___ Reading text ___

Wille et al.110 made interesting observations on the protein binding of the 13 antidepressant drugs investigated. These drugs were divided into two groups—one consisting of desmethylmirtazapine, O-desmethylvenlafaxine, desmethylcitalopram, didesmethylcitaloporam, reboxetine, paroxetine, maprotiline, fluoxetine, norfluoxetine, and m-chlorophenylpiperazine. The other group included mirtazapine, viloxazine, desmethylmianserin, citalopram, mianserin, fluvoxamine, desmethylser-traline, sertraline, melitraen, venlafaxine, and trazodone. They tested protein precipitation by four methods: dilution with (1) pH 2.5 or pH 6.5 phosphate buffer, (2) glycine hydrochloride, (3) 2% phosphoric acid, and (4) organic solvents (methanol and acetonitrile). Since the sorbents used for SPE were cation exchangers, Willie's group did not investigate inorganic salts.

___

_What you need to do_:
[A] Translate this sentence from the passage on antidepressant protein binding into Spanish: "They tested protein precipitation by four methods: dilution with (1) pH 2.5 or pH 6.5 phosphate buffer, (2) glycine hydrochloride, (3) 2% phosphoric acid, and (4) organic solvents (methanol and acetonitrile)."
[B] List the four protein precipitation methods named in the passage on antidepressant protein binding.
The lines that follow have no connection to the passage on antidepressant protein binding.

___ Information given ___

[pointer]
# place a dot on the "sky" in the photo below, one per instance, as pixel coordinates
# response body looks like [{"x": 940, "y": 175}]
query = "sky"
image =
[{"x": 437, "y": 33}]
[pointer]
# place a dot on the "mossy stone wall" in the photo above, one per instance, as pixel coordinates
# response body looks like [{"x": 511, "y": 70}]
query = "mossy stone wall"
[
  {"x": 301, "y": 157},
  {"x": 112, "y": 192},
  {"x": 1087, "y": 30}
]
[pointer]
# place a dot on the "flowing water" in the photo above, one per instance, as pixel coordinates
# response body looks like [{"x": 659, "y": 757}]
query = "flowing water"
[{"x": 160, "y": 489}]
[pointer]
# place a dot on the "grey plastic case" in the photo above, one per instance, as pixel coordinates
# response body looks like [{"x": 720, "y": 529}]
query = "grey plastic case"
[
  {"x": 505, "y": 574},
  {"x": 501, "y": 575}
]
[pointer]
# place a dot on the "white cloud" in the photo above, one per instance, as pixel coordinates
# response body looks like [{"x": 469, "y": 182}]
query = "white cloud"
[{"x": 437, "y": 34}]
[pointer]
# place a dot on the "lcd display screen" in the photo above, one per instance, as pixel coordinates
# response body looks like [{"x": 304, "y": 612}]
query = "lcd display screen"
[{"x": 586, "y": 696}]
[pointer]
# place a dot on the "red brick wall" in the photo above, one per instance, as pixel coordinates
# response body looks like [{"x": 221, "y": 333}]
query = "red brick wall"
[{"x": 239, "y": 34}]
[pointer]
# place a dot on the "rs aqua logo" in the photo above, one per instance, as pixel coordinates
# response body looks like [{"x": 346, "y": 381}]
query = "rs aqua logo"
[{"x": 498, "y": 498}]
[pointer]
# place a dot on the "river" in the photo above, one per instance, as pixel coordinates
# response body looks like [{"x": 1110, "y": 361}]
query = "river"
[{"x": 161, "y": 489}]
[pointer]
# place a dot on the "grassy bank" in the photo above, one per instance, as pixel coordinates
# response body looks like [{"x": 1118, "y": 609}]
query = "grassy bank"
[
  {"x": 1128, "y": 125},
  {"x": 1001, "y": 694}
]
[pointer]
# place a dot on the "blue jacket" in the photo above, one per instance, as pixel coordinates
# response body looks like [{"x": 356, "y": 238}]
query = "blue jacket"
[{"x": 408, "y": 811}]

___

_Task-by-task results_:
[A] Evaluaron la precipitación de proteínas mediante cuatro métodos: dilución con (1) tampón fosfato de pH 2,5 o pH 6,5, (2) clorhidrato de glicina, (3) ácido fosfórico al 2 % y (4) disolventes orgánicos (metanol y acetonitrilo).

[B]
1. Dilution with pH 2.5 or pH 6.5 phosphate buffer
2. Dilution with glycine hydrochloride
3. Dilution with 2% phosphoric acid
4. Dilution with organic solvents (methanol and acetonitrile)